### TEXT BLOCK
The saying, “When life gives you lemons, make lemonade” is a little unfair to these amazingly versatile citrus miracles! It implies that lemons are possibly an unwanted gift of life! I couldn’t imagine a meal without a generous squeeze of lemon drizzled over it…..we have two lemon trees, and a Tahitian Lime, which provide us with a trusty dash of flavour in our kitchen, all year round. What’s more, nothing need be wasted!!
We have an old lemon tree which we inherited, and it’s fruit is drier, with a hard, bitter outer peel. We planted a Meyer Lemon about 10 years ago, and while still just a little over a metre and a half, it is a prolific producer, with huge orangey-yellow fruit that has a thick , soft and delectable outer skin. I often cut huge tracts of peel to offer to unsuspecting guests. I try to persuade them to give my “lemon lollies” a try, and they tentatively give the skin the tiniest of nibbles, expecting a bitter burn. They are almost always pleasantly surprised at how sweet the skin is! When I offer kindergarten children (I am a teacher) my “lemon lollies”, they eat with relish, scoffing whole tracts of skin eagerly, and holding out their hands, they demand more, much to the surprise of their gaping-mouthed mothers!
Now whether or not you have the edible Meyer Lemon in your backyard, the skins are still not to be discarded unceremoniously, as they make the most incredible lemon preserve or pickle! And it is dead-easy! Anyone can make it, all you need is a sharp knife, some salt and a clean glass jar, oh, and a little patience!
First up, once you have removed the juice, pull the fruit leftover off of the pith, till you have just the skin and white pith.
You can cut it up into slices or chunks, there is no skill required here.
Place the skin into the glass jar, sprinkling a little salt over the skins, continue to layer more skins, sprinkling salt over each layer. Again, there is no definite rule, use more salt if you like salty pickles, less if that is what you prefer. In a 240ml jar, I would use maybe 1 1/2 tspn salt. I like to use Himalayan or pink salt, as it has many more beneficial minerals than just plain, cheap snow-white cooking salt (which is pure sodium chloride, and not the healthiest salt choice).
Layer your lemon peel in the glass jar, with sprinkles of salt between layers.
Keep layering till the jar is full.
Use a tamper or something similar to push the peel down, until you can no longer fit anymore peel in. Label and date the pickle. This pickle will keep indefinitely in your pantry.
Leave the salted peel on a sunny windowsill for about 2 weeks, shaking daily.

### INFORMATION SUPPLIED
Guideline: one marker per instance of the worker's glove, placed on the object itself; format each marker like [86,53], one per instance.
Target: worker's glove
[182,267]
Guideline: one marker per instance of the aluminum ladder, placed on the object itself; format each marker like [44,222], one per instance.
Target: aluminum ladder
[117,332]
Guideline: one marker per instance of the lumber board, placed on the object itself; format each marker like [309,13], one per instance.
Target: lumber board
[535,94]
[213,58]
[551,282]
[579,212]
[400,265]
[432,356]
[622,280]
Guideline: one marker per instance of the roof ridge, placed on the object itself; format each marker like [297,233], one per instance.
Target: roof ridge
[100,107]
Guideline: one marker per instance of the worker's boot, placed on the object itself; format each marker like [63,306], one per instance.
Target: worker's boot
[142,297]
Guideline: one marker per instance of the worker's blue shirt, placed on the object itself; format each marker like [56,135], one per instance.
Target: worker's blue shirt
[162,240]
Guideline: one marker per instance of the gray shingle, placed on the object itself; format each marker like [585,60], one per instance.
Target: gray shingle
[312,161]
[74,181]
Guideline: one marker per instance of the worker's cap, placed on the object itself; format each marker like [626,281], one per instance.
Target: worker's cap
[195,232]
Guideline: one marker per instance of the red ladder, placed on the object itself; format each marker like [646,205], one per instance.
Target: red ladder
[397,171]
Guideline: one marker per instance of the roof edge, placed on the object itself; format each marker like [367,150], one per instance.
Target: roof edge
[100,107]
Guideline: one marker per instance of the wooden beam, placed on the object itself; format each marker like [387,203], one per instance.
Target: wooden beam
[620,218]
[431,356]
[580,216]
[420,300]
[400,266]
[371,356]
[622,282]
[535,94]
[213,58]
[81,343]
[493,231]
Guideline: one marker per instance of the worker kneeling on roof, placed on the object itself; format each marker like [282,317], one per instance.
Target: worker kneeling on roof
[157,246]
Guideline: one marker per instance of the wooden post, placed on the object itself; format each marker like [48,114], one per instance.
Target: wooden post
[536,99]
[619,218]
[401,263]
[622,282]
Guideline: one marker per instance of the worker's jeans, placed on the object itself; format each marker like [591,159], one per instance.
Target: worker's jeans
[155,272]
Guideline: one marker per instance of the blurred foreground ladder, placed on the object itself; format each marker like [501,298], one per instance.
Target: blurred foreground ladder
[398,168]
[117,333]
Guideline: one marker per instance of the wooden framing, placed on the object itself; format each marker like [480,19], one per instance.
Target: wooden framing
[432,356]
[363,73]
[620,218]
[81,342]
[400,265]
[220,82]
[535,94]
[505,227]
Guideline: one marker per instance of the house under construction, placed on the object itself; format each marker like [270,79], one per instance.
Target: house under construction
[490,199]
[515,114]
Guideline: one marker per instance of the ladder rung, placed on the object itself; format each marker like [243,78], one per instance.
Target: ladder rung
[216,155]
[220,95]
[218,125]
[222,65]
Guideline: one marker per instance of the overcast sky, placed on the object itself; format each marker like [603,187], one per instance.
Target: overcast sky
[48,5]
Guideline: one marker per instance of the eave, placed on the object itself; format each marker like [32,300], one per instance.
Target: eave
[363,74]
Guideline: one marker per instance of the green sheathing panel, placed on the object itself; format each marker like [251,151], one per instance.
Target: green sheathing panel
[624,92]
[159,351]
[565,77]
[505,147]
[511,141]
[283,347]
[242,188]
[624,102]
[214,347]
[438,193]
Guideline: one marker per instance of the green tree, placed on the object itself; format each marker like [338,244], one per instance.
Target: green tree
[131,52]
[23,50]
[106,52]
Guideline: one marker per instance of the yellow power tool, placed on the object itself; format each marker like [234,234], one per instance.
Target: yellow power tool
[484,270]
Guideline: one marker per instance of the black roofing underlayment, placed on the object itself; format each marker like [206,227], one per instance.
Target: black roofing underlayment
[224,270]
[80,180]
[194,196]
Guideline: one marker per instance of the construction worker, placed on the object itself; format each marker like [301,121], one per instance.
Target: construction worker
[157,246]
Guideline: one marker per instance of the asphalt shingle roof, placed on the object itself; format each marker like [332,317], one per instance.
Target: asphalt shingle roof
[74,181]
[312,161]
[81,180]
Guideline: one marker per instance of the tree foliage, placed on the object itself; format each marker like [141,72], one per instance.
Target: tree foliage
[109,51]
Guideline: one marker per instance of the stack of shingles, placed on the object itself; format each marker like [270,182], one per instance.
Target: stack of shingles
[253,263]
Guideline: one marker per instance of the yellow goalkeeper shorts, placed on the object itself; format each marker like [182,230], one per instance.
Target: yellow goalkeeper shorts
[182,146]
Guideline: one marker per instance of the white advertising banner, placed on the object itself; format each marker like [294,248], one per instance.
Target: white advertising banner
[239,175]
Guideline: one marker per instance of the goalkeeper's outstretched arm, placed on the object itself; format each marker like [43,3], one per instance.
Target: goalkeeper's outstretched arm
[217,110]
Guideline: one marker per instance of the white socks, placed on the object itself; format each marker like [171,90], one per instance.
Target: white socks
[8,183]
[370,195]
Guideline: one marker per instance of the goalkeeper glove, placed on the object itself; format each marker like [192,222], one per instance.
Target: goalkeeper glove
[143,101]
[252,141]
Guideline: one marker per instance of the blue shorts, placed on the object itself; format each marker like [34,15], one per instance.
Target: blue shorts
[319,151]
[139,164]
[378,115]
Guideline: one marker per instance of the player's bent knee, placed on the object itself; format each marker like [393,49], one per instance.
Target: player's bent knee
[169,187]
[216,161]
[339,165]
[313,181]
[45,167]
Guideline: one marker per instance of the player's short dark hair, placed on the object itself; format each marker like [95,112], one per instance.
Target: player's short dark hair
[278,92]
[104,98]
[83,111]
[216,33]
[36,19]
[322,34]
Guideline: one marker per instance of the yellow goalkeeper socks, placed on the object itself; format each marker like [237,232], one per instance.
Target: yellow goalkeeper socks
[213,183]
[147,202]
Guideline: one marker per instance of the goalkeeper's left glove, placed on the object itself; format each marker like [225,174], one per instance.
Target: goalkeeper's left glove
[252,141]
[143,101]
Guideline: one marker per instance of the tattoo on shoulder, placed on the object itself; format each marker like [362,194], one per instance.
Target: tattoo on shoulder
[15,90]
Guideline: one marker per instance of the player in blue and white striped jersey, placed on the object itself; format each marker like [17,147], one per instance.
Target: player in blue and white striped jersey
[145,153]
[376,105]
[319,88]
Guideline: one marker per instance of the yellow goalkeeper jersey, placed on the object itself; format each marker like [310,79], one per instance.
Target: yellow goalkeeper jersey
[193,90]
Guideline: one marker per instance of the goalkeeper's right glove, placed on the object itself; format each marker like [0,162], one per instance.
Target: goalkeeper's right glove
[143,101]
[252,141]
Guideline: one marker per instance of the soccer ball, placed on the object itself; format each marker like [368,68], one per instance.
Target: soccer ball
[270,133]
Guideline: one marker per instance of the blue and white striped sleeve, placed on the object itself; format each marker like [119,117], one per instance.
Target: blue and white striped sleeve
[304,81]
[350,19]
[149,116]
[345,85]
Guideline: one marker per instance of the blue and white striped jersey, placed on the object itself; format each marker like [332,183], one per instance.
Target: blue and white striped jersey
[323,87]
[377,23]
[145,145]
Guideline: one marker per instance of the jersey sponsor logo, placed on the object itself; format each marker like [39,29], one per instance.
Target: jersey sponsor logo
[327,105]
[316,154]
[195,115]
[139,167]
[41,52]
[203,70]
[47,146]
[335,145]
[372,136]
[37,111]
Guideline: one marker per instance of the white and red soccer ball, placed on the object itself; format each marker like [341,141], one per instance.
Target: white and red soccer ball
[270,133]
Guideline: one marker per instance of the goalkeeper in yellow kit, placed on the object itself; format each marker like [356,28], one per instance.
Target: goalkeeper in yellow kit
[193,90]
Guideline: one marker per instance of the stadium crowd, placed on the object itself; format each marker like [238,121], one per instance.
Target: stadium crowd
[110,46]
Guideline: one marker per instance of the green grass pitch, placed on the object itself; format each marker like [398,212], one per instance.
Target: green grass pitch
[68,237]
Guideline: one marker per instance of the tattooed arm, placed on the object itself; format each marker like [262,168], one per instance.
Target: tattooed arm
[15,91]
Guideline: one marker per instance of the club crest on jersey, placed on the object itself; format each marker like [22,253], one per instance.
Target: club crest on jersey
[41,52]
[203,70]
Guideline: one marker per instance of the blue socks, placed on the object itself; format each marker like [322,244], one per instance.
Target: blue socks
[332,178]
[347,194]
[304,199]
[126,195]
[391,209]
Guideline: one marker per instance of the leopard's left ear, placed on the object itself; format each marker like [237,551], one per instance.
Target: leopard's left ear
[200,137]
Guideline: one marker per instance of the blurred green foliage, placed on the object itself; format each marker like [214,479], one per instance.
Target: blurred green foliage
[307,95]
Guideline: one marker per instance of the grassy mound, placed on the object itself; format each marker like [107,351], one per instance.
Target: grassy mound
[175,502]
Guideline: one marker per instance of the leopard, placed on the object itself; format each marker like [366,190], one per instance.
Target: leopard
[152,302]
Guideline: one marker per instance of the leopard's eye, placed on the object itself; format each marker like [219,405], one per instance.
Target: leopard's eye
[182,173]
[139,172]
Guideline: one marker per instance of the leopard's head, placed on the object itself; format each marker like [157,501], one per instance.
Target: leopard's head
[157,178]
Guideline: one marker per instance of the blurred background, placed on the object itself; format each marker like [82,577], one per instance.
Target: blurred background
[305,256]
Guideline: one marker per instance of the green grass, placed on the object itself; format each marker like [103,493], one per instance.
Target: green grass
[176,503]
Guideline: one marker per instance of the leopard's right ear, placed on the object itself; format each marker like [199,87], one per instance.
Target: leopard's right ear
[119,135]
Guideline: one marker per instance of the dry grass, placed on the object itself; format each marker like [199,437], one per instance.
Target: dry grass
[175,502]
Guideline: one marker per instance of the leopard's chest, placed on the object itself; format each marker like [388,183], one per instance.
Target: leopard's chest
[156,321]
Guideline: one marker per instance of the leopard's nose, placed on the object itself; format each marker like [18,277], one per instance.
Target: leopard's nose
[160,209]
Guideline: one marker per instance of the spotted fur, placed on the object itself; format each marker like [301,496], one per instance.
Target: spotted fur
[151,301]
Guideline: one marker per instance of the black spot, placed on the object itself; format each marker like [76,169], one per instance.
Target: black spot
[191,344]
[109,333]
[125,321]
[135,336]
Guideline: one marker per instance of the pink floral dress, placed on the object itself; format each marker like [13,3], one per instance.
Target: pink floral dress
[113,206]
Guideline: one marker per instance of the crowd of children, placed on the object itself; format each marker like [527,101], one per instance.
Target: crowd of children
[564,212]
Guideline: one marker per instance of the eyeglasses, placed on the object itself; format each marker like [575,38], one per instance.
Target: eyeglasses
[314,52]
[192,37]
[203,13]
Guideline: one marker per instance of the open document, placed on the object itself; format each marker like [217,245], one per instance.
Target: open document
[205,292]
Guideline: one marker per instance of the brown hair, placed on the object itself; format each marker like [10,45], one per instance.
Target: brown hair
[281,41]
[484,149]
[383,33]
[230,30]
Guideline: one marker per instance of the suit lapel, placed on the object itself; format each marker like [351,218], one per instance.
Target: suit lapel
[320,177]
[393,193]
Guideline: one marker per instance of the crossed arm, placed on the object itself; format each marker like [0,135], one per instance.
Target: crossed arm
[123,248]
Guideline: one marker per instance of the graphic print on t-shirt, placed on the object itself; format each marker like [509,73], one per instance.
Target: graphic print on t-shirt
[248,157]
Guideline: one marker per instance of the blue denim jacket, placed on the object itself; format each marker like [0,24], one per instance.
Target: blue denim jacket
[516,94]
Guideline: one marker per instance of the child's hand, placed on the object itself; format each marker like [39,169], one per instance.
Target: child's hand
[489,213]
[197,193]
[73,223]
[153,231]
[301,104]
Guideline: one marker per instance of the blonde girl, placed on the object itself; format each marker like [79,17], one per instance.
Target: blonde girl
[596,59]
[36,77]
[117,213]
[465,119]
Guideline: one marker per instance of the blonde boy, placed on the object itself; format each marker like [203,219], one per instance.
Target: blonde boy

### PROBLEMS AND TASKS
• a. Extract, word for word, the portion of the passage on lemon-peel pickle that runs from "Keep layering till" up to and including "in your pantry.".
• b. Extend the passage on lemon-peel pickle, starting immediately after its last sentence.

### RESULTS FOR EACH TASK
• a.
Keep layering till the jar is full.
Use a tamper or something similar to push the peel down, until you can no longer fit anymore peel in. Label and date the pickle. This pickle will keep indefinitely in your pantry.

• b.
This is where the patience comes in.
This salty pickle is used sparingly as an addition to any meal needing a bit of zing, and goes especially well with a good curry! Easy peasy to make! Try bottling up a few for gifts! Cheap, but certainly rich-tasting and delicious!
Now, onto other realms of lemon skin wonders…….Tired of expensive, toxic house hold cleaners? Another use for those unwanted lemon skins is to make a cleaner out of them.
Fill a large glass jar with a litre of white vinegar.
Remove the squished fruit leftovers from inside the juiced citrus fruit.
Place unwanted lemon peels carefully into the jar. Any citrus skins will do, orange, grapefruit or lemon.
When you have 2-3 fruits worth of peel submerged in the vinegar, cover and place jar in a sunny spot. Shake every couple of days to release the essential oils from the peels.
After 3-4 days, you can drain the peels, sieve the remaining citrus-saturated vinegar into a spray bottle.
Optional extra: to increase the citrus smell and decrease the vinegar smell, add 4-5 drops of lemon essential oil to the blend. Screw on the spray top and you’re ready to clean! The added benefit is that flies don’t like to land on surfaces cleaned with this citrus wipe!
I just had to share these pics! When collecting lemons a week ago, I found a nest belonging to a Blackbird! Such delight when I discovered 4 beautiful speckled turquoise eggs!
The nest in my lemon tree shows how enterprising the Blackbird is, weaving into his nest a plastic bag! A sad indictment on our impact on the environment! But the lemons provide a good foundation for this nest, in which the Blackbird and her mate may lay 3-4 clutches of eggs during the season! I shall have to wait patiently before picking these particular lemons!!
All’s good! Lemons are versatile that way!